(GIVEN TASK A) Echo the records word for word, from their first line through the line that contains "pixel 206 106", including both ends, and leave the pictures out.

(SOURCE PASSAGE)
•••

Wodrow’s claim that Paterson was evicted by Muirhouse ‘merely for noncompliance with prelacy’ is also undermined by Paterson residing in Cambusnethan parish, as since 1672 that parish had an indulged presbyterian, William Vilant, as its minister. It would have been perfectly lawful for Paterson to attend Vilant’s sermons at Greenhead, however, Paterson’s family background and unwillingness to swear allegiance to the king in 1683 suggest that he held more militant views than Vilant and may have refused to attend his preaching. In other words, Paterson may have been turned out for not conforming to the indulgences, rather than episcopacy.

Dalzell House © Paul McIlroy and licensed for reuse.

The later connection between Muirhouse/Murrays and the Hamiltons of Dalzell may suggest that Paterson’s ‘landlord’ may have been kin to Alexander Hamilton, 2nd of Dalzell (b.c.1647-d.1691). Muirhouse lay right behind Dalzell Tower, the home of the Hamiltons of Dalzell.

Map of Dalzell House

The Hamiltons had acquired the barony of Dalzell from the earl of Carnwath in 1647, after they had made a fortune supplying the Covenanting army.

The Hamilton Mausoleum at Dalzell by Jonathan Oldenbuck (Own work) [GFDL or CC-BY-SA-3.0-2.5-2.0-1.0], via Wikimedia Commons

According to presbyterian tradition, the Hamiltons of Dalzell were sympathetic to the presbyterian cause and allowed field preachings to be held at the nearby Covenanters’ Oak. The minister named by tradition as preaching at the Oak was John Lauder (1631-1691). He was the indulged minster at Dalziel from 1670 until 1684, when he was deprived for not praying for the deliverance of Charles II and James, duke of York, from the Rye House Plot. (Fasti, I, 179; III, 248.)

The Covenanters’ Oak © Elliott Simpson and licensed for reuse.

The Covenanters’ Oak lies about 400m west of Dalzell House near the driveway. At over 800 years old, it has been described as ‘the oldest living thing in North Lanarkshire’. In 2008, part of the tree collapsed and a project is underway to save it. Details about the tree and the rescue project can be found here.

Like Vilant, Lauder was a moderate presbyterian who accepted the King’s authority. He returned to the parish in 1687 under James VII’s toleration and translated to West Calder parish in 1689. As a moderate presbyterian, Lauder would have opposed the Society people after their Sanquhar Declaration renounced the King’s authority. (Fasti, I, 179; III, 248.)

The Monument Darmead. Reproduced by the very kind permission of Jon Morrice

Unlike Lauder, Vilant faced a strong challenge from the Society people in his own parish. The moorland site of Darmead, which lies deep in the eastern uplands of the parish, was the location for the Societies’ eleventh convention on 3 October 1683. It was also a field preaching site of great symbolic importance for the Society people. In 1680, Richard Cameron and Donald Cargill had launched their field preaching campaign there, and in late 1683, James Renwick preached on the same spot. (Shields, FCD, 104-112; Walker, BP, I, xxxi; 197, 267-8, 296.)

•••

(DATA FOR PROCESSING)

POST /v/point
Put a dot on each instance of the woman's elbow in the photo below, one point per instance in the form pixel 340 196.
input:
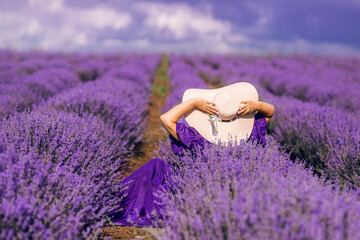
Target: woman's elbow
pixel 272 111
pixel 164 119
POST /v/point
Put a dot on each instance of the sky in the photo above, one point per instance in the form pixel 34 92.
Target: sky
pixel 258 27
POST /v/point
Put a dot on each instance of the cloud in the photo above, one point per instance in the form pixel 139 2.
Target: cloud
pixel 51 25
pixel 184 26
pixel 181 20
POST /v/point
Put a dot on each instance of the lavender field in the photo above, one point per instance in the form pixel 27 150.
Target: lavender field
pixel 70 123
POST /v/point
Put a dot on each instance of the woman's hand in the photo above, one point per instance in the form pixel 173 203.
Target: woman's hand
pixel 247 107
pixel 206 106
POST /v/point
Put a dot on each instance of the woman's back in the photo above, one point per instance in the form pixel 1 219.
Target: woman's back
pixel 138 197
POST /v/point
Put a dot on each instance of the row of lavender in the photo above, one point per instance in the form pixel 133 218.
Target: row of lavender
pixel 60 163
pixel 316 106
pixel 250 192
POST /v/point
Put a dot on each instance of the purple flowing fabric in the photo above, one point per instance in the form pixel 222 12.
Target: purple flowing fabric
pixel 139 202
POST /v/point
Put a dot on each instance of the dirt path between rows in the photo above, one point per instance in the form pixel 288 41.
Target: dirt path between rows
pixel 144 152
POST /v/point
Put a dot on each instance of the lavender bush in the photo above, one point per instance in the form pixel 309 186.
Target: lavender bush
pixel 79 145
pixel 120 104
pixel 40 201
pixel 327 138
pixel 250 192
pixel 45 83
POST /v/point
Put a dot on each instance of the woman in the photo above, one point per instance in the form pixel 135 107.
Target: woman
pixel 218 115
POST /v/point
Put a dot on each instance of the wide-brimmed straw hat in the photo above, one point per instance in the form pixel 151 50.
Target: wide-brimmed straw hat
pixel 226 126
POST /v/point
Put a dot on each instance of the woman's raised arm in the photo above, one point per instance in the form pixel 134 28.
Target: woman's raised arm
pixel 264 108
pixel 170 118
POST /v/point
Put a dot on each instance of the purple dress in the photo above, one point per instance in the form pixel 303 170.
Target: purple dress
pixel 138 198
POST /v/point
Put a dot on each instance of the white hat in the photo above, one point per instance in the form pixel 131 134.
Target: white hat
pixel 228 100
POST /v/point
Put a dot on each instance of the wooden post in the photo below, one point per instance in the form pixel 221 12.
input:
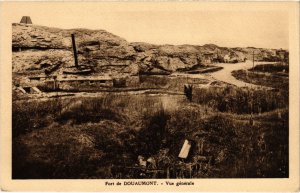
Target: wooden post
pixel 74 50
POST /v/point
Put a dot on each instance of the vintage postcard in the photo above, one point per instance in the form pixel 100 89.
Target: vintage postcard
pixel 149 96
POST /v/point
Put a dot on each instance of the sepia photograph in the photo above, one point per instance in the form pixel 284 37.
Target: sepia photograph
pixel 100 93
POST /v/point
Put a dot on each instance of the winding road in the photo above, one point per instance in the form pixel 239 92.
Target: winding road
pixel 226 76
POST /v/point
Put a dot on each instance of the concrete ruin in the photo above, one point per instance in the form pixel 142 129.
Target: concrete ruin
pixel 26 20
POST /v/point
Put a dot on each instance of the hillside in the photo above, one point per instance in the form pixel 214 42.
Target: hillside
pixel 37 48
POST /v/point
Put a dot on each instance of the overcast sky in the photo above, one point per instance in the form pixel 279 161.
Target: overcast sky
pixel 231 28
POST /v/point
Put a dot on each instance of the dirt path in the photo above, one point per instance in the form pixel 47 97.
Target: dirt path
pixel 226 76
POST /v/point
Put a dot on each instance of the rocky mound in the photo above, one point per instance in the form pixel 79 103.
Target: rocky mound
pixel 38 48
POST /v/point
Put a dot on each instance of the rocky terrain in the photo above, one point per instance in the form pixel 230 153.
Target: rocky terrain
pixel 38 48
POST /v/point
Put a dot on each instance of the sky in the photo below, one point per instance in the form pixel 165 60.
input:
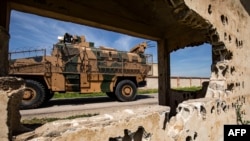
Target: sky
pixel 29 31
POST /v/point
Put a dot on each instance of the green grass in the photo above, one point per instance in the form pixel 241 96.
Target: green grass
pixel 191 89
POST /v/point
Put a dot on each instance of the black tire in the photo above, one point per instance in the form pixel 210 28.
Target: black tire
pixel 34 95
pixel 126 91
pixel 111 95
pixel 48 95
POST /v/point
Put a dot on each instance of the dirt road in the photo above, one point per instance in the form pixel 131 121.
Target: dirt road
pixel 61 108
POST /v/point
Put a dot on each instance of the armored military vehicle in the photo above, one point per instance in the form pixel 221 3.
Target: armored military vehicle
pixel 75 65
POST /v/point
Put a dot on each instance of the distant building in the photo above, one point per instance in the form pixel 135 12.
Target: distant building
pixel 176 81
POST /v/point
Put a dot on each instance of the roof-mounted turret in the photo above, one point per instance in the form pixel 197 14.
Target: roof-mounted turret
pixel 139 49
pixel 78 40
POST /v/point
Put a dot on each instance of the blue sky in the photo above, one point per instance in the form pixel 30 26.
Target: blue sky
pixel 30 31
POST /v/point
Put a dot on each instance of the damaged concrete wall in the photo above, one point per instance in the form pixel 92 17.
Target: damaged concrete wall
pixel 11 92
pixel 227 95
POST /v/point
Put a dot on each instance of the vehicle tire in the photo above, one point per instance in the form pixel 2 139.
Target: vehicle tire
pixel 111 95
pixel 126 91
pixel 48 95
pixel 34 95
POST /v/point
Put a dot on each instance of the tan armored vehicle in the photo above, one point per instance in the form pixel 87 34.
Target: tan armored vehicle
pixel 77 66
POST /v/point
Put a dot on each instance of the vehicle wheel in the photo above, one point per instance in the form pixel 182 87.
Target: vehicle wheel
pixel 48 95
pixel 126 91
pixel 34 95
pixel 111 95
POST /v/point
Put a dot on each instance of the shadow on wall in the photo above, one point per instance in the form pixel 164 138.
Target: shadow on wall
pixel 138 135
pixel 178 96
pixel 246 5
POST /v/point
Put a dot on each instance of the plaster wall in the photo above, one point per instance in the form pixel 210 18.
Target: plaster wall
pixel 227 95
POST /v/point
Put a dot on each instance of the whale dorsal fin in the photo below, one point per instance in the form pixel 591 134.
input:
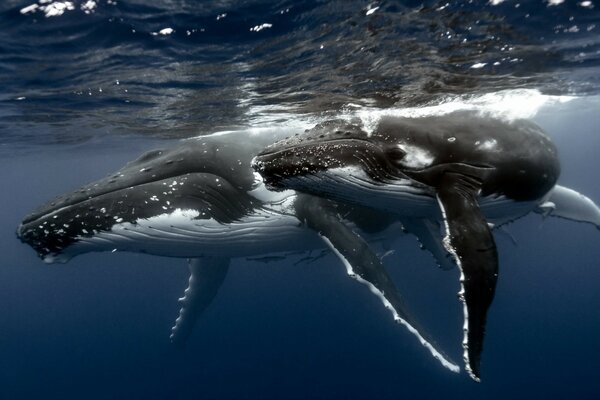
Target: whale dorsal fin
pixel 362 264
pixel 470 241
pixel 206 276
pixel 567 203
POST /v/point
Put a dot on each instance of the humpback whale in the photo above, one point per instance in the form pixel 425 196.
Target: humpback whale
pixel 202 200
pixel 449 178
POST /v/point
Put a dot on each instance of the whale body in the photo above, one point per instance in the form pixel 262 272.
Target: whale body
pixel 202 200
pixel 463 171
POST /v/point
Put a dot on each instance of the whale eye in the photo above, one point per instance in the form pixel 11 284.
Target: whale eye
pixel 394 154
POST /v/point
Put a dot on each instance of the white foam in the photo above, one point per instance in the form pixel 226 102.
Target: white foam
pixel 436 354
pixel 507 105
pixel 461 293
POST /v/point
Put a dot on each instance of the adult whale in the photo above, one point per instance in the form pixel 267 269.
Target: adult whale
pixel 202 200
pixel 462 169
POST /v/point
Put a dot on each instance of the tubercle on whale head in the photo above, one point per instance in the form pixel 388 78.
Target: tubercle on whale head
pixel 283 160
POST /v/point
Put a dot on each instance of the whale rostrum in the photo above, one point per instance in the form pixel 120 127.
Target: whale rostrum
pixel 464 171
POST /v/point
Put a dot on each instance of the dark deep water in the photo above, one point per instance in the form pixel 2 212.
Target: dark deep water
pixel 87 90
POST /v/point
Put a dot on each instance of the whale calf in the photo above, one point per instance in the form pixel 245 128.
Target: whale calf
pixel 462 171
pixel 202 200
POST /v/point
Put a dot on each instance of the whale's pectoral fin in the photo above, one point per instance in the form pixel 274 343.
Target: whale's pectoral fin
pixel 428 233
pixel 206 276
pixel 567 203
pixel 469 239
pixel 362 264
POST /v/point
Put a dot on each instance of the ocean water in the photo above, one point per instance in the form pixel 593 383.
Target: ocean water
pixel 89 85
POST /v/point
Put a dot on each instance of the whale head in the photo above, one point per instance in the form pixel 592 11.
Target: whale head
pixel 342 160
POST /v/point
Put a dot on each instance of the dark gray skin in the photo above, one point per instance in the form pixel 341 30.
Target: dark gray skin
pixel 466 156
pixel 215 178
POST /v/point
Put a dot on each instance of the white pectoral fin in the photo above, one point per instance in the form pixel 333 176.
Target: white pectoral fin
pixel 567 203
pixel 428 233
pixel 363 265
pixel 206 276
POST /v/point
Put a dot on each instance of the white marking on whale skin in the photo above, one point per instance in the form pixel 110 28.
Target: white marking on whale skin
pixel 461 294
pixel 437 355
pixel 416 157
pixel 181 234
pixel 260 192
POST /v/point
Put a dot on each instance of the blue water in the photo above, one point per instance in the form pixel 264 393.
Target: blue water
pixel 85 91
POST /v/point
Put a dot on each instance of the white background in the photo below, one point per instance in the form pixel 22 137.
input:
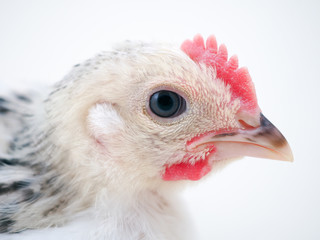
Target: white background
pixel 277 40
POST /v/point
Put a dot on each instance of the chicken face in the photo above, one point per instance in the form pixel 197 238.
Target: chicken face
pixel 160 114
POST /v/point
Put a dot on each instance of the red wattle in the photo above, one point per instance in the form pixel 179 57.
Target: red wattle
pixel 187 171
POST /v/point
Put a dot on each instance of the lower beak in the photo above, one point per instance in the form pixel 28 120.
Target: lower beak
pixel 264 141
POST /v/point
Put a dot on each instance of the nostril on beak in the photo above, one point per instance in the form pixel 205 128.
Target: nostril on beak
pixel 245 125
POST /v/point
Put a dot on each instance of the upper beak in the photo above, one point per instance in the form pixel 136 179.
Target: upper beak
pixel 264 141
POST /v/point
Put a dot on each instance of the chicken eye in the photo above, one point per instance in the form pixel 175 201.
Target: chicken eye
pixel 167 104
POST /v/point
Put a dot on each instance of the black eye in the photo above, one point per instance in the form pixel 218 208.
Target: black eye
pixel 167 104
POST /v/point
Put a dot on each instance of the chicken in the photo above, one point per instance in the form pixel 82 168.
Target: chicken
pixel 105 153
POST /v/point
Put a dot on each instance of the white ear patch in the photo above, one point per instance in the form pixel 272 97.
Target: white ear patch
pixel 103 121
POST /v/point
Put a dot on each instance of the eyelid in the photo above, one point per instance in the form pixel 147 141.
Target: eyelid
pixel 167 121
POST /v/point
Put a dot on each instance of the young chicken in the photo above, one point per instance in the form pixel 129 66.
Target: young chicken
pixel 104 154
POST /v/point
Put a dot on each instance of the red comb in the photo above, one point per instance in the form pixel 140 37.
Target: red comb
pixel 238 78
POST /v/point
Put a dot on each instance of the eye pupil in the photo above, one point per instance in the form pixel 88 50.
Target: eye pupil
pixel 167 104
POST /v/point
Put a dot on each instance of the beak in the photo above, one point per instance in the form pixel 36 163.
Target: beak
pixel 263 141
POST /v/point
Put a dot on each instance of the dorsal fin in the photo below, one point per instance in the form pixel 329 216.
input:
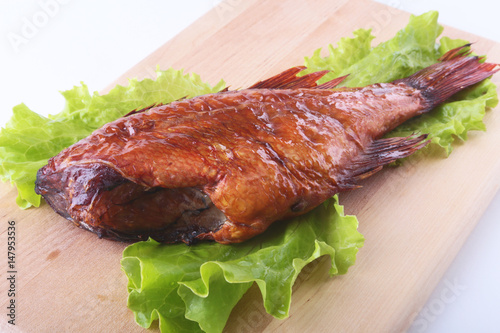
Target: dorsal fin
pixel 275 82
pixel 143 109
pixel 332 83
pixel 289 80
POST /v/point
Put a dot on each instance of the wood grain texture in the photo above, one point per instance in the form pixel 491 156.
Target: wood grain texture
pixel 415 218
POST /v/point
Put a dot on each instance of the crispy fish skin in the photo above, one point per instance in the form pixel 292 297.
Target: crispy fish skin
pixel 225 166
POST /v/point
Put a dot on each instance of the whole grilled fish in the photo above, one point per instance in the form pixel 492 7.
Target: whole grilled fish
pixel 225 166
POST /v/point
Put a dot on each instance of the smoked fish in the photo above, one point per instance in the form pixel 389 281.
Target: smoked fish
pixel 225 166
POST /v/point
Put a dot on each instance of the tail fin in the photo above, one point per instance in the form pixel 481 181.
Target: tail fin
pixel 456 71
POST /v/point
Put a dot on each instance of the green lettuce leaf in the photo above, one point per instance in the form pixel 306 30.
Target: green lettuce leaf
pixel 189 288
pixel 29 139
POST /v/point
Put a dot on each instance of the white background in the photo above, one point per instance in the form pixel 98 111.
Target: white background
pixel 96 41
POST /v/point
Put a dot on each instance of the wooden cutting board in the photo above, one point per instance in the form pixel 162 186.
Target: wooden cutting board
pixel 415 218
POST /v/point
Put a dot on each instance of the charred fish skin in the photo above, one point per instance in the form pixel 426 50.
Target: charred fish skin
pixel 225 166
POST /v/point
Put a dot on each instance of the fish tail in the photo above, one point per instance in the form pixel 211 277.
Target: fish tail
pixel 456 71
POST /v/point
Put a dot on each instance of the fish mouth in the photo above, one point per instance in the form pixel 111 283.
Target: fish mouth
pixel 98 198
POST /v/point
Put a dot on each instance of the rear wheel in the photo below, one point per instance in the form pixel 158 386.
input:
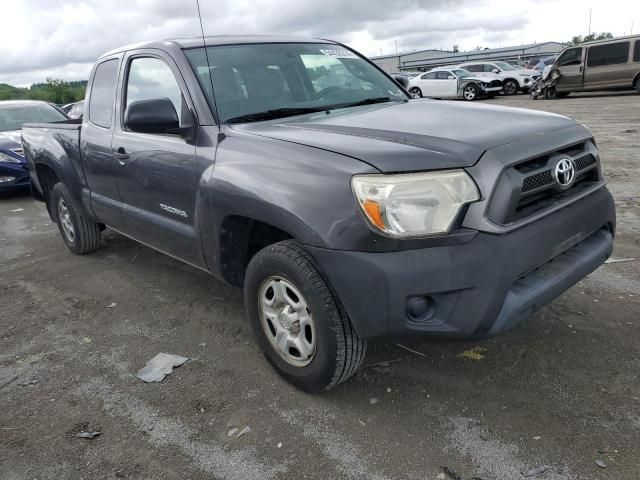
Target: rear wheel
pixel 299 322
pixel 510 87
pixel 81 234
pixel 470 92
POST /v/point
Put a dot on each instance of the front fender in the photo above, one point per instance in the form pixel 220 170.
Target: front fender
pixel 303 191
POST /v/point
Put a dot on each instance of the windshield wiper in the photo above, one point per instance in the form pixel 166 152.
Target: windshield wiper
pixel 275 113
pixel 366 101
pixel 290 112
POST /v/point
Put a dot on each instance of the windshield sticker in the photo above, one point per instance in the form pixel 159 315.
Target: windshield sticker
pixel 338 53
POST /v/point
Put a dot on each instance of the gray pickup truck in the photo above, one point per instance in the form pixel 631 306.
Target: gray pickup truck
pixel 347 211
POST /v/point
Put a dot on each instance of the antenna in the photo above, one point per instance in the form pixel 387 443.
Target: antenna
pixel 206 54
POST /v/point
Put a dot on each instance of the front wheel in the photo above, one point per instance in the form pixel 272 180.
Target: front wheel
pixel 299 322
pixel 510 87
pixel 470 92
pixel 81 234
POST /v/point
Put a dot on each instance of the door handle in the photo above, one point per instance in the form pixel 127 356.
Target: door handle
pixel 121 155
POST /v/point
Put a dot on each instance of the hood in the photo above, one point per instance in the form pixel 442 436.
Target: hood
pixel 412 136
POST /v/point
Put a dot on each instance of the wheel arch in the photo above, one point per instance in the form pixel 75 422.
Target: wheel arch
pixel 241 237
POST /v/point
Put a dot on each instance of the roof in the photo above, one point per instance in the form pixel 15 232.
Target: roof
pixel 215 41
pixel 22 102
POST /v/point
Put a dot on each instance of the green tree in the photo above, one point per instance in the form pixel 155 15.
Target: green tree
pixel 54 91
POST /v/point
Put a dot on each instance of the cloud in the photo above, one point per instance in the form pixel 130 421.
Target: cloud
pixel 62 38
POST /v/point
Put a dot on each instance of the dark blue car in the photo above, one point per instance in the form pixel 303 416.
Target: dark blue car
pixel 13 114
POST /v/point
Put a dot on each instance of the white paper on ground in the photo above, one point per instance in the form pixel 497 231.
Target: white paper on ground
pixel 159 367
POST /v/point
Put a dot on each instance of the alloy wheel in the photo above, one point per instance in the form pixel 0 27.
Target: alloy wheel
pixel 287 321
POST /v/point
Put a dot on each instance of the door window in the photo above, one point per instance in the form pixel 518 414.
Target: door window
pixel 610 54
pixel 151 78
pixel 573 56
pixel 103 93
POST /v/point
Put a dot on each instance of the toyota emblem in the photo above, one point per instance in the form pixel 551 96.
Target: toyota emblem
pixel 564 173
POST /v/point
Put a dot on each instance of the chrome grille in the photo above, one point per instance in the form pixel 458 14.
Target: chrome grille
pixel 536 181
pixel 529 187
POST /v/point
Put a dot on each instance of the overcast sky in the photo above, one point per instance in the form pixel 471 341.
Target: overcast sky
pixel 61 38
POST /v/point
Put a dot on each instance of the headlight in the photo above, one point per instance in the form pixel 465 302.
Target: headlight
pixel 4 157
pixel 414 204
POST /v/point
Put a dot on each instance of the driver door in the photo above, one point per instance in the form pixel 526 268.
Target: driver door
pixel 570 64
pixel 156 173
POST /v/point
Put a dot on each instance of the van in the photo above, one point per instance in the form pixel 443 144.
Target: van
pixel 602 65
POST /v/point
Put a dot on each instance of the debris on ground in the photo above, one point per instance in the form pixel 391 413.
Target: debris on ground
pixel 410 350
pixel 451 474
pixel 159 367
pixel 535 472
pixel 475 353
pixel 619 260
pixel 601 463
pixel 384 363
pixel 29 382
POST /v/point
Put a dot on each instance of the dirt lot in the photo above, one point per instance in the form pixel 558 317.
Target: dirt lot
pixel 562 390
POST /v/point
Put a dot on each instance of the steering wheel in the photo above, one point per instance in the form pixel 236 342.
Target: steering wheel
pixel 325 91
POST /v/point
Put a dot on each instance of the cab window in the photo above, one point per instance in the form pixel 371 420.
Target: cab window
pixel 610 54
pixel 151 78
pixel 103 93
pixel 573 56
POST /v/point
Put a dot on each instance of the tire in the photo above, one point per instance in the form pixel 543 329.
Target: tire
pixel 470 92
pixel 510 87
pixel 330 349
pixel 81 234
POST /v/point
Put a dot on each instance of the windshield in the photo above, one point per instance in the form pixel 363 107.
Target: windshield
pixel 462 73
pixel 506 66
pixel 12 117
pixel 299 78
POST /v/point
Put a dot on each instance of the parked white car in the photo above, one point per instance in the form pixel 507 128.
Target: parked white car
pixel 453 83
pixel 514 79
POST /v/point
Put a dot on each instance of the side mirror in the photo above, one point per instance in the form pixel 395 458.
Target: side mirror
pixel 157 115
pixel 402 81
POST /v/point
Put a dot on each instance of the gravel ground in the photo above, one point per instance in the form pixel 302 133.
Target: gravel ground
pixel 560 391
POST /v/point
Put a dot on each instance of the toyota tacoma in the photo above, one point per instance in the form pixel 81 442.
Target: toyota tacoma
pixel 347 211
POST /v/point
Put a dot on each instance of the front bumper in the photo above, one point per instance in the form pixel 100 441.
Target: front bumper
pixel 492 89
pixel 13 176
pixel 477 289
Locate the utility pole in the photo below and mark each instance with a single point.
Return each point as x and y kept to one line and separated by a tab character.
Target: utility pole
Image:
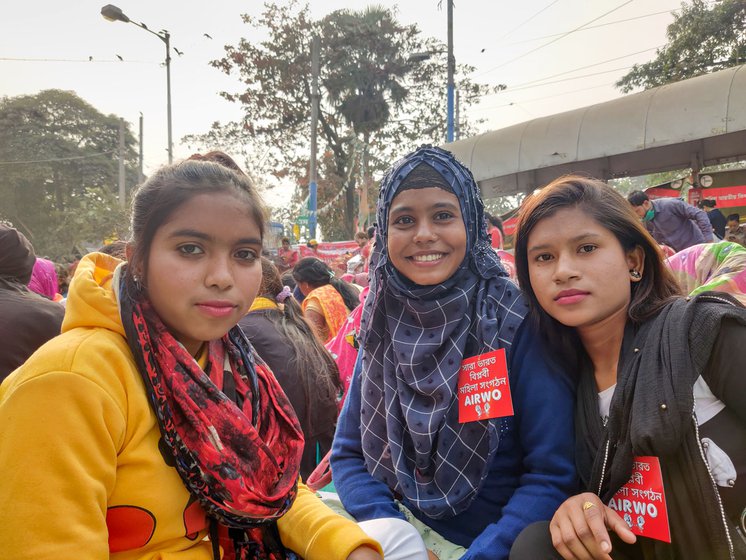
315	55
457	120
140	174
166	38
122	192
451	70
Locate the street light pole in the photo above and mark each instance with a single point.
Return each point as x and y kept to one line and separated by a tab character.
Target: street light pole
315	97
451	70
113	13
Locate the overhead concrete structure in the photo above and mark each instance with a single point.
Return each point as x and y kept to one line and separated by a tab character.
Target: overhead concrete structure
692	123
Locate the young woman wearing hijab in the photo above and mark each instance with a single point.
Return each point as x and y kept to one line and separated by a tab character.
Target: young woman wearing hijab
439	301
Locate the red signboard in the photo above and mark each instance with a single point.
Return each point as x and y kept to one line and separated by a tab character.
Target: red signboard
642	501
483	388
724	197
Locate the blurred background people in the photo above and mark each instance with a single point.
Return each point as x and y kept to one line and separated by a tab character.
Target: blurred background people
735	232
27	319
306	371
286	255
717	220
671	221
44	280
327	299
719	267
495	230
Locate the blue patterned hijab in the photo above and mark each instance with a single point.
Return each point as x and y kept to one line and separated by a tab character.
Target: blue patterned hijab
413	341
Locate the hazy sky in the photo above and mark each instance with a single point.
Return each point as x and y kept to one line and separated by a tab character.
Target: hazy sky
554	55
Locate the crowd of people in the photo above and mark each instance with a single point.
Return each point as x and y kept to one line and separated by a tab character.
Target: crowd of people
187	398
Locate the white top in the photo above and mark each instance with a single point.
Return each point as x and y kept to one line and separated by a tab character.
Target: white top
706	405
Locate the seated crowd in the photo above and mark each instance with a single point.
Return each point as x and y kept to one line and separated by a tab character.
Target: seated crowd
434	396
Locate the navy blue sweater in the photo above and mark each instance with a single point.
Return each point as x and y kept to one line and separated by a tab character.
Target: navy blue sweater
532	473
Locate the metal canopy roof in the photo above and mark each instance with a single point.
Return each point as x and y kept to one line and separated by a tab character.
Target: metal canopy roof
692	123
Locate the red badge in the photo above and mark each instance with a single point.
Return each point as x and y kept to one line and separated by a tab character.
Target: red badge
642	501
483	388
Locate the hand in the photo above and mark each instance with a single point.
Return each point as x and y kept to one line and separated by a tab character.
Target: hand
364	553
582	533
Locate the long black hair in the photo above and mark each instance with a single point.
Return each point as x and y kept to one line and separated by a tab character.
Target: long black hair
317	273
316	369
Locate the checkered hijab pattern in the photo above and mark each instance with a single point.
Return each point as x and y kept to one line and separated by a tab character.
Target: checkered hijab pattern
414	339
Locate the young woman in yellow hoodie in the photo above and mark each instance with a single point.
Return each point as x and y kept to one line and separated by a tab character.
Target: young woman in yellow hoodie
149	429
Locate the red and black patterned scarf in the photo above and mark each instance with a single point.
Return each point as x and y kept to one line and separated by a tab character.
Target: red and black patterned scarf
240	457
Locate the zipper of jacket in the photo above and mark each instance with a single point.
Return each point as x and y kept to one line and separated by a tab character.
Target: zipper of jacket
603	467
723	517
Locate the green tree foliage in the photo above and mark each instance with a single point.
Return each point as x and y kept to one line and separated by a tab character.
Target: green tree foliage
376	102
59	172
704	37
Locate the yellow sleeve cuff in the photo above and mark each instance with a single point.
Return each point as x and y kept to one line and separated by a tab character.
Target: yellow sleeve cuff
314	531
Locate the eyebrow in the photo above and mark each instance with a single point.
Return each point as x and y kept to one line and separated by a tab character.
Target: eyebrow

•••

(GIVEN TASK B) Duplicate the part of the passage on the Hamiltons of Dalzell that opens with the words containing "The Covenanters’ Oak ©" and closes with "be found here.".

(TASK RESPONSE A)
POST /v/point
Put a dot on each instance of the woman's elbow in the photo below, one point per instance in the form pixel 340 196.
input:
Target: woman's elbow
pixel 272 111
pixel 164 119
POST /v/point
Put a dot on each instance of the sky in the photo above, one point per instance in the form pixel 34 92.
Target: sky
pixel 258 27
POST /v/point
Put a dot on each instance of the cloud in the photo above, one point per instance in the form pixel 139 2.
Target: cloud
pixel 51 25
pixel 184 26
pixel 181 20
POST /v/point
Put a dot on each instance of the lavender field in the photo above, one point per instance in the form pixel 27 150.
Target: lavender field
pixel 70 123
POST /v/point
Put a dot on each instance of the woman's hand in the photo above, one point per instance in the form pixel 173 203.
Target: woman's hand
pixel 247 107
pixel 206 106

(TASK RESPONSE B)
The Covenanters’ Oak © Elliott Simpson and licensed for reuse.

The Covenanters’ Oak lies about 400m west of Dalzell House near the driveway. At over 800 years old, it has been described as ‘the oldest living thing in North Lanarkshire’. In 2008, part of the tree collapsed and a project is underway to save it. Details about the tree and the rescue project can be found here.